───── DATA FOR THE TASK ─────
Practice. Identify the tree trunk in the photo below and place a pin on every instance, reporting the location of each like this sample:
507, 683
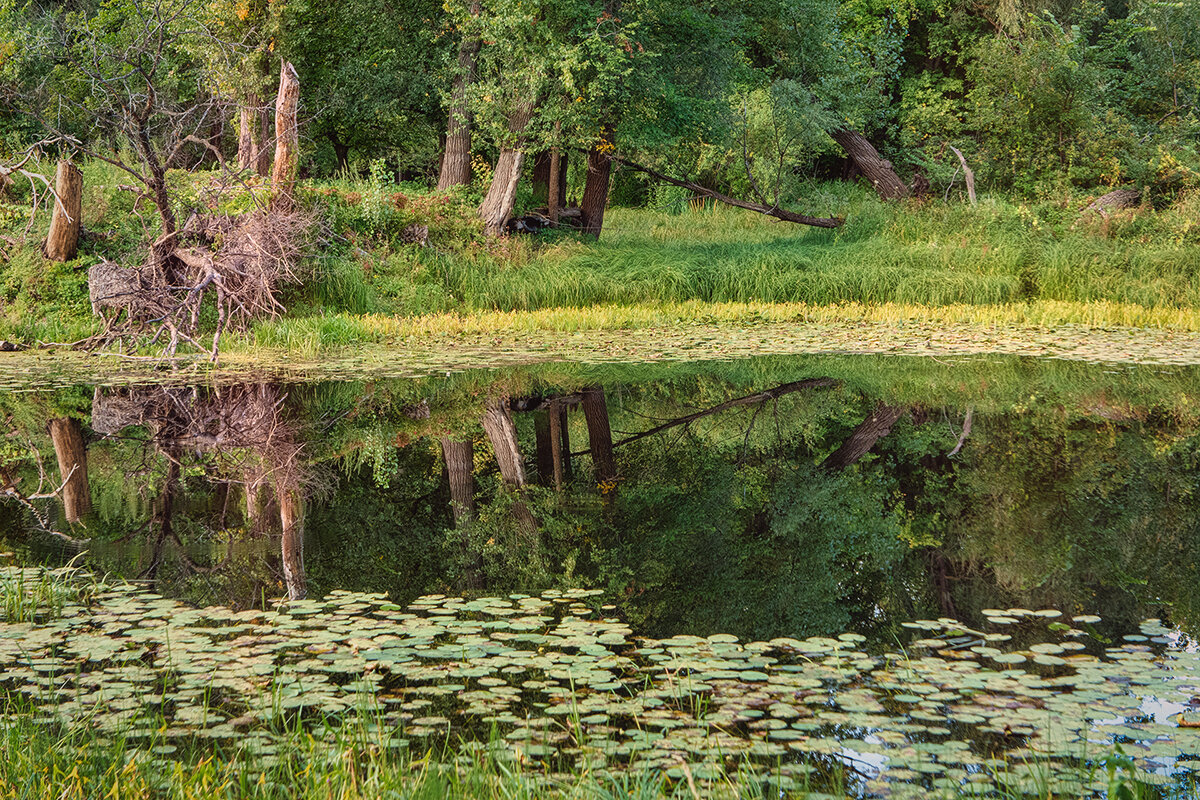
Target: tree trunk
703, 191
456, 161
556, 187
595, 411
342, 154
263, 138
540, 179
545, 439
287, 139
66, 433
503, 434
877, 170
864, 437
63, 240
559, 443
497, 206
247, 120
292, 521
595, 190
460, 457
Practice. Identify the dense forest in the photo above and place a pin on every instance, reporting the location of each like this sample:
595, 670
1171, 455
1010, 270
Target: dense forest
749, 100
174, 169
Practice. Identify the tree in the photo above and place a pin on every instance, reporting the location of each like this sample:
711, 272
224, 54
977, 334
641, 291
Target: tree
537, 62
371, 73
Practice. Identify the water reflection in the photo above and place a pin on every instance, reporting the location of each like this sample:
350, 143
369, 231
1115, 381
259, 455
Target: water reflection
772, 498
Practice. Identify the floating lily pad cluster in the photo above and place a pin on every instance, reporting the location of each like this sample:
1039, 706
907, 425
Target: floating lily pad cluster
561, 681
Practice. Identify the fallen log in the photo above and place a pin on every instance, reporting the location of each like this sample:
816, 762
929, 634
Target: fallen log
703, 191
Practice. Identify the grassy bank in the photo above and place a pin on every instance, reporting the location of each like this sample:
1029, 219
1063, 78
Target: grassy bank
1002, 262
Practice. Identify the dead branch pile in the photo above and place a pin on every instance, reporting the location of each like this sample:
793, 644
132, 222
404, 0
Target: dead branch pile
238, 260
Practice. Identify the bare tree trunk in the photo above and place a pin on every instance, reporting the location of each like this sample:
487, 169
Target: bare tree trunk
540, 179
253, 136
595, 190
497, 206
460, 457
559, 443
877, 170
545, 435
595, 411
503, 434
63, 240
292, 521
263, 138
864, 437
456, 161
287, 139
247, 119
703, 191
555, 199
967, 173
71, 452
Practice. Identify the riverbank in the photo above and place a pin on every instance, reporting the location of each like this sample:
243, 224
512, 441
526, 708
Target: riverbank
1029, 265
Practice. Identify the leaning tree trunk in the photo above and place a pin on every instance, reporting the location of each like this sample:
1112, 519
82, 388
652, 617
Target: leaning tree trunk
879, 170
497, 206
502, 432
595, 190
864, 437
460, 457
595, 413
456, 160
253, 136
66, 433
287, 139
292, 546
63, 241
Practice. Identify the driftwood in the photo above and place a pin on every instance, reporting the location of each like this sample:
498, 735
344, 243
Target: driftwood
703, 191
1121, 198
879, 170
63, 239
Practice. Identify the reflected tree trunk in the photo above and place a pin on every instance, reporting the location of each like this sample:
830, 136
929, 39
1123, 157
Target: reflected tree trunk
502, 432
545, 447
595, 411
559, 443
460, 458
863, 438
71, 452
292, 521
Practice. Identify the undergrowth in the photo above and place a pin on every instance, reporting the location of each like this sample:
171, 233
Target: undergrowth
1002, 260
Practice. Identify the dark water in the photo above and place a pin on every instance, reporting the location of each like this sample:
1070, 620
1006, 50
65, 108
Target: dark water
766, 498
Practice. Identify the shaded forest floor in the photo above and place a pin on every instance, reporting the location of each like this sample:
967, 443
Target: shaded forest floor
1005, 276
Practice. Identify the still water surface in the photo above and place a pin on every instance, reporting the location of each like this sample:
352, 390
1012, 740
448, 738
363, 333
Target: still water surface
1050, 507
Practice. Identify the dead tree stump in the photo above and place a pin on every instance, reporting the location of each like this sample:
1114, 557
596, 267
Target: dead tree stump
63, 241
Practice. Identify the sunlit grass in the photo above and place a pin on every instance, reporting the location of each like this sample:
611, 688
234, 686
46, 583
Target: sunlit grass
316, 334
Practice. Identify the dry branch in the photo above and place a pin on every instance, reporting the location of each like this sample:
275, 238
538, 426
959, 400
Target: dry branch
703, 191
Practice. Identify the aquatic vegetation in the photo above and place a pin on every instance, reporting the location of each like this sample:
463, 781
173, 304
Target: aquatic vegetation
1033, 704
35, 595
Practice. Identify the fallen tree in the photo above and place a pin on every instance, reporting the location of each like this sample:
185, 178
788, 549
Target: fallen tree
703, 191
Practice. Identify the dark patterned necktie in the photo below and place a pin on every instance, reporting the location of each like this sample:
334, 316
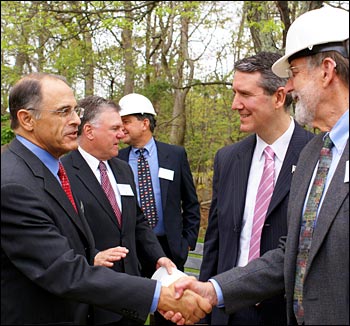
─────
TASK DESCRIPTION:
Gather each line of the records above that contains the word "pile". Copy every such line in full.

OUTPUT BELOW:
Practice. Identify the dead branch pile in the photo above and place a pin on every instance, reporting the location of each like this sample:
Target: dead branch pile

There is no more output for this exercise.